Tábata diz que seu ciclo menstrual começou aos nove anos e já nessa época sentia cólicas intensas, conforme seu crescimento os sintomas foram ficando mais severos.
“Além de dor na região do útero, sinto fortes dores nas costas e algumas vezes desce para as pernas, tenho diarreia e ânsia também”, diz a analista.
“Já ocorreu de ter escape menstrual durante o trabalho, sujando a calça, a cadeira e me deixando com um constrangimento enorme. Já fui várias vezes ao hospital para tomar medicação, algumas vezes o médico me deu atestado e outras não. Tive que retornar ao trabalho mesmo com as dores voltando depois dos efeitos do remédio”, relata.
Os sintomas severos já fizeram com que Tábata precisasse desmarcar compromissos com sua família.
“Quando vou programar alguma viagem confiro para ver se vou estar menstruada e se tiver eu nem marco, é impossível fazer alguma coisa nesse período. Algumas pessoas não entendem quando só quero ficar em casa, acham que é frescura."
Segundo a ginecologista, ainda existem outros tipos de doença que podem atrapalhar a mulher em sua rotina diária como: mioma e cistos ovarianos.
“Trabalhar com dor reduz a produtividade e foco de maneira significativa, além disso, neste momento muitas pessoas ficam mais sonolentas ou com mudanças na alimentação, fatos que interferem diretamente no trabalho. Permitir um afastamento nesse período pode trazer uma melhora global na produtividade”, declara a Dra Larissa.
Higiene Menstrual
Dia 28 de maio é celebrado o Dia Internacional da Dignidade e Higiene Menstrual, o objetivo da data é chamar atenção para ações e políticas públicas para que possam garantir itens básicos de higiene menstrual. Embora a menstruação seja um fenômeno biológico natural, ainda há milhões de pessoas que menstruam e não têm esse acesso.
——————————
Retome o texto sobre sintomas e dignidade menstrual logo após a última frase dele. As linhas a seguir vêm de uma fonte diferente.
——————————
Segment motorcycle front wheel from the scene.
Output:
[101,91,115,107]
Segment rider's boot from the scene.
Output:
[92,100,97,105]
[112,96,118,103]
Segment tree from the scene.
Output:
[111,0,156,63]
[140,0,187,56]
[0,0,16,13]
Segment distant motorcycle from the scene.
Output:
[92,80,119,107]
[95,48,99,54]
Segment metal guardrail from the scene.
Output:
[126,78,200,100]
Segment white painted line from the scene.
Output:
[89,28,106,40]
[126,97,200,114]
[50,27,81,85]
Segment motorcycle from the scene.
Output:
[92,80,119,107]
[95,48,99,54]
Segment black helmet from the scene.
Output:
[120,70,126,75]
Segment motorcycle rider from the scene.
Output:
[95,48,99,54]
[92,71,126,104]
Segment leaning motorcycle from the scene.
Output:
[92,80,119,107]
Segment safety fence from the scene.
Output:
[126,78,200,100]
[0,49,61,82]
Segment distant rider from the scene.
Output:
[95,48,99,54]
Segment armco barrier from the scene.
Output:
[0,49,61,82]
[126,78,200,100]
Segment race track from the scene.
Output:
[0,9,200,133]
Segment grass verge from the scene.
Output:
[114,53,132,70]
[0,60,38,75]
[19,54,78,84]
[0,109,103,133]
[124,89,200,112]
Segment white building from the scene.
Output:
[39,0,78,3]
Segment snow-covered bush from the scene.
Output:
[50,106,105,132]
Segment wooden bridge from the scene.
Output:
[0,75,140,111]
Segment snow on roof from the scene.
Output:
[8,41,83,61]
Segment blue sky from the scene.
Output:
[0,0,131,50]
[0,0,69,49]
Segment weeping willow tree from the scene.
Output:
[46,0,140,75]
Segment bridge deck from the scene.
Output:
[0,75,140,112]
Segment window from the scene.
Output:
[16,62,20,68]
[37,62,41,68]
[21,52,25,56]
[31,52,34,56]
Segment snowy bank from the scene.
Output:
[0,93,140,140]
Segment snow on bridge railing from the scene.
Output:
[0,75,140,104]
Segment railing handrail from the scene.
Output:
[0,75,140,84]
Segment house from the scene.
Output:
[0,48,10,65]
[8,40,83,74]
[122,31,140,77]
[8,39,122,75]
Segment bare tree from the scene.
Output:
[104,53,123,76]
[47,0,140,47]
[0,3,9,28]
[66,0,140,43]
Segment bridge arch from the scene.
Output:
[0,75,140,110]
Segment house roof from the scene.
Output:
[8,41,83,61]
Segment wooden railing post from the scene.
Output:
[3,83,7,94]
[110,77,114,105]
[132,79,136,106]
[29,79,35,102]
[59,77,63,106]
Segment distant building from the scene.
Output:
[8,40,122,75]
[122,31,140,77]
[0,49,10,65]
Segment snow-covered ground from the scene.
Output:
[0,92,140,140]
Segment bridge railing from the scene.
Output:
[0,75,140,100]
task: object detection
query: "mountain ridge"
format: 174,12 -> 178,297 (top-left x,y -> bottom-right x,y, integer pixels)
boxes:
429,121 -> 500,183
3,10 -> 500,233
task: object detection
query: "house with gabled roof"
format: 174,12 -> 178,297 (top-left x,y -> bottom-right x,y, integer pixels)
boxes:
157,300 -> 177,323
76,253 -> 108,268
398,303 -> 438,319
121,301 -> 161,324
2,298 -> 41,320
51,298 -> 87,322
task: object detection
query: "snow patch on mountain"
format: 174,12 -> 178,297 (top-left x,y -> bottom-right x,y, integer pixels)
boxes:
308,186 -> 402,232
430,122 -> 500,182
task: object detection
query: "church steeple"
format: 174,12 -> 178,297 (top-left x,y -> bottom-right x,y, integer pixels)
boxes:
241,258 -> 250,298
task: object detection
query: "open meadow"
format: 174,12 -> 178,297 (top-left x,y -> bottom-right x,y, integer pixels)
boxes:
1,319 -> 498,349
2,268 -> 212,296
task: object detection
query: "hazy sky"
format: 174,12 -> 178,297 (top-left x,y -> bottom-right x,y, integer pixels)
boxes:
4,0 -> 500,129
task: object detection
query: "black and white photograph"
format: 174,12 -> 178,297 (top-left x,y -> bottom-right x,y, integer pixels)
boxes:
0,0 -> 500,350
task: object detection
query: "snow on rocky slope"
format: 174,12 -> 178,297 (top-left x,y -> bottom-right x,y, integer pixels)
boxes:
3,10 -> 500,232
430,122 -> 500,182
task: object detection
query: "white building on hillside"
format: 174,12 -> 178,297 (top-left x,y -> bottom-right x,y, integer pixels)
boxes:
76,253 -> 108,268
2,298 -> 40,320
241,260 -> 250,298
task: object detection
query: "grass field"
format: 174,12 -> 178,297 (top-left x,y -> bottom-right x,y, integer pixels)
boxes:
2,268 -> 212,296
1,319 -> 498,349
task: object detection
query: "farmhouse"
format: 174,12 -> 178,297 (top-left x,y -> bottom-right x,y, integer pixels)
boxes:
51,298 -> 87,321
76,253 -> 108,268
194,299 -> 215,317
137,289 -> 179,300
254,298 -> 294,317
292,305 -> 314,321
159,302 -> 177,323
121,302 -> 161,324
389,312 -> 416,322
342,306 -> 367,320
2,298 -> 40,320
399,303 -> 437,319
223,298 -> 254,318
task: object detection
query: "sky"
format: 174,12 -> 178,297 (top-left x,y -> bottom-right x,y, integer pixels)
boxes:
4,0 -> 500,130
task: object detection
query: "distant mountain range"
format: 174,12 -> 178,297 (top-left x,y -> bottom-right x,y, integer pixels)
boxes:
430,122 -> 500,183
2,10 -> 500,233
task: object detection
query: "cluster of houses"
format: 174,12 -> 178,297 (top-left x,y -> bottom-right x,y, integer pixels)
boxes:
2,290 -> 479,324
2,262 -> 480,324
——————————
# SUA RESPOSTA:
A pobreza menstrual é caracterizada pela falta de acesso a recursos, infraestrutura e até conhecimento por parte de pessoas que menstruam para cuidados envolvendo a própria menstruação.
Segundo a ginecologista Larissa, infecção pélvica e urinária podem ocorrer caso a pessoa não tenha uma boa higiene menstrual.
De acordo com um levantamento feito pelo Fundo das Nações Unidas para a Infância (Unicef), com dados da Pesquisa Nacional de Saúde, de 2013 a 2018, mais de 4 milhões de meninas, entre 10 e 19 anos, não têm acesso a itens mínimos de cuidados menstruais nas escolas do Brasil. A população brasileira nesta faixa etária é de 15,5 milhões de adolescentes, segundo a pesquisa.
O documento também mostrou que 200 mil meninas não têm condições básicas para cuidar da menstruação no ambiente escolar e 713 mil vivem sem acesso a banheiro ou chuveiro em casa no Brasil.
Em enquete realizada pelo órgão com pessoas que menstruam, 62% afirmaram que já deixaram de ir à escola ou a algum outro lugar de que gostam por causa da menstruação, e 73% sentiram constrangimento nesses ambientes.
“Os dados apresentados demonstram como, no Brasil, crianças e adolescentes que menstruam têm seus direitos à escola de qualidade, moradia digna, saúde, incluindo sexual e reprodutiva violados quando seus direitos à água, ao saneamento e à higiene não são garantidos nos espaços em que convivem e passam boa parte de sua vida”, diz a Unicef.
Ações em prol da pobreza menstrual
A Unicef junto com seus parceiros, levaram itens de higiene para 55 mil adolescentes e jovens que menstruam e vivem em comunidades vulneráveis de Belém, do Recife e de São Luís.
Foram distribuídos mais de 120 mil pacotes de absorventes, e cerca de 5 mil adolescentes foram engajados na cocriação de soluções para o manejo menstrual, rodas de conversa e oficinas educativas com foco na dignidade menstrual.
Outro projeto, chamado “Oficina do Sucesso”, tem o objetivo de preparação e inserção no mercado de trabalho pela educação, cursos e atividades complementares. Este ano, a iniciativa vai levar informação para refletir sobre a falta de educação sexual à comunidade da Maré, no Rio de Janeiro.
A ação “Fluxo sem Tabu”, fornece itens de higiene íntima para as camadas mais vulneráveis da sociedade com doações que podem ser feitas pelo site e luta pela democratização do acesso à informação sobre o tema menstruação.